** SOURCE TEXT follows **

The risk formulation tab further explores how to conceptualize an individual's context and history and synthesize a risk formulation based on multiple points of information.
Billing Codes for Screening and Assessing
Assessing suicide risk takes time and healthcare providers are already struggling to fit everything they need to do into the allotted time. However, there are ways to bill for screening and assessing for suicide risk. The SAMHSA-HRSA Center for Integrated Health Solutions offers a set of state billing and financial worksheets to help clinic managers, integrated care project directors, and billing/coding staff at community mental health centers and community health centers identify the available current procedural terminology codes they can use in their state to bill for services related to integrated primary and behavioral health care. The worksheets can be found in the Tools below. Also, some medical providers are able to use procedure codes for a 15-minutes screen for depression for Medicare patients.
Below are some evidence-based assessment tools and processes that can support clinican’s as they assess the suicide risk of individuals in care.
Assessment Tools
Assessing and Managing Suicide Risk (AMSR)
AMSR is a comprehensive assessment process that identifies an individual's risk of suicide within their own context using a risk formulation that includes the individual's risk status and risk state. It differs from other suicide risk assessments in that it does not include a specific "score" or categorization (i.e., high, moderate, low). AMSR is used in various settings and with different populations and has been validated for ages 12+.

** End of SOURCE TEXT **

ACTIVITY LIST:
1. Print the part of the text on suicide risk assessment between "The risk formulation" and "points of information.", inclusive, copying it word for word.
2. Proceed with the text on suicide risk assessment, picking up after its final sentence.

** DATA FOR REVIEW follows **

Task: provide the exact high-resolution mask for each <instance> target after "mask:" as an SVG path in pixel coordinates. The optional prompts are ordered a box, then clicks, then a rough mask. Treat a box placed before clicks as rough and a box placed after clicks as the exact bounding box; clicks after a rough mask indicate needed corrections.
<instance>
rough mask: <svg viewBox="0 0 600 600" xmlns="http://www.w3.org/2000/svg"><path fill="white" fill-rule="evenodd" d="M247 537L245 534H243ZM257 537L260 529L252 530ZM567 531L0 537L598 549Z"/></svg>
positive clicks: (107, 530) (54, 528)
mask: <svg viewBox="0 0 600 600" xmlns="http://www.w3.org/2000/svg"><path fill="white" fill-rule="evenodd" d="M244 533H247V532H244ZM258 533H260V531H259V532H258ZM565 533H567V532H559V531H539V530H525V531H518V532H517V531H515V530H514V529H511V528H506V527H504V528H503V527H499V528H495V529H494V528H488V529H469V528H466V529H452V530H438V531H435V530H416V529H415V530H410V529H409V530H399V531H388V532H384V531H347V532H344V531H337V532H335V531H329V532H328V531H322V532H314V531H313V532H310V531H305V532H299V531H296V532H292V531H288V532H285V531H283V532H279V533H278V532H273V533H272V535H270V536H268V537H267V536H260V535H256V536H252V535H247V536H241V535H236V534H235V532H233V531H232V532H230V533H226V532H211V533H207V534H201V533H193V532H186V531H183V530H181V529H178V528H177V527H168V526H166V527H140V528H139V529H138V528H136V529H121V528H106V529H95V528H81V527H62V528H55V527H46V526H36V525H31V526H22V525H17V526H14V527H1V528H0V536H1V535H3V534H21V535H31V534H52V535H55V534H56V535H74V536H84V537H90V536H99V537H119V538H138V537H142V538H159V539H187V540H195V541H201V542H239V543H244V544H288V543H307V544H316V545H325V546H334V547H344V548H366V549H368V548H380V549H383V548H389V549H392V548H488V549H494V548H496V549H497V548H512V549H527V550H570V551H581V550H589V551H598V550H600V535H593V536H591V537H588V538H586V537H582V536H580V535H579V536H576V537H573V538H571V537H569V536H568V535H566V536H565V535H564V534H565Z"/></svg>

** End of DATA FOR REVIEW **

ANSWERS BY ITEM:
1.
The risk formulation tab further explores how to conceptualize an individual's context and history and synthesize a risk formulation based on multiple points of information.

2.
Beck Scale for Suicide Ideation
The Beck Scale for Suicide Ideation is a brief assessment tool that reviews an individual's thoughts of suicide to identify suicide risk. The full scale assessment tool includes 21 question. It is also available in Spanish.
Columbia Suicide Severity Rating Scale (C-SSRS)
The C-SSRS offers multiple versions for different settings and populations and has been translated into many languages. Some versions are used by organization as a screener and other, longer versions are used as part of an assessment. For example, the C-SSRS screen is a 6 question tool that is often used as a screening too. The C-SSRS Full Scale Lifetime/Recent also includes an exploration of current and lifetime suicidal thoughts (intensity and duration) as well as a thorough examination of the individual’s current and lifetime suicidal behaviors.
Free Training: There is a free, online course from the New York State Office of Mental Health and Columbia University that provides an overview of the C-SSRS instrument and teaches how and when to administer it.
Assessment of Suicidal Risk Using the Columbia Suicide Severity Rating Scale
SAFE-T
The SAFE-T is a thorough assessment of the nature and extent of an individual’s suicidal thoughts and behaviors and when used in conjunction with information from other sources is likely to yield the detailed information needed to develop a full picture of an individual’s suicide risk. The items in the SAFE-T explore:
- Ideation: frequency, intensity, duration—in last 48 hours, past month, and worst ever.
- Plan: timing, location, lethality, availability, preparatory acts.
- Behaviors: past attempts, aborted attempts, rehearsals (tying noose, loading gun) vs. non-suicidal self-injurious actions.
- Intent: extent to which the patient, one, expects to carry out the plan and, two, believes the plan/act to be lethal vs. self-injurious. Explore ambivalence: reasons to die vs. reasons to live.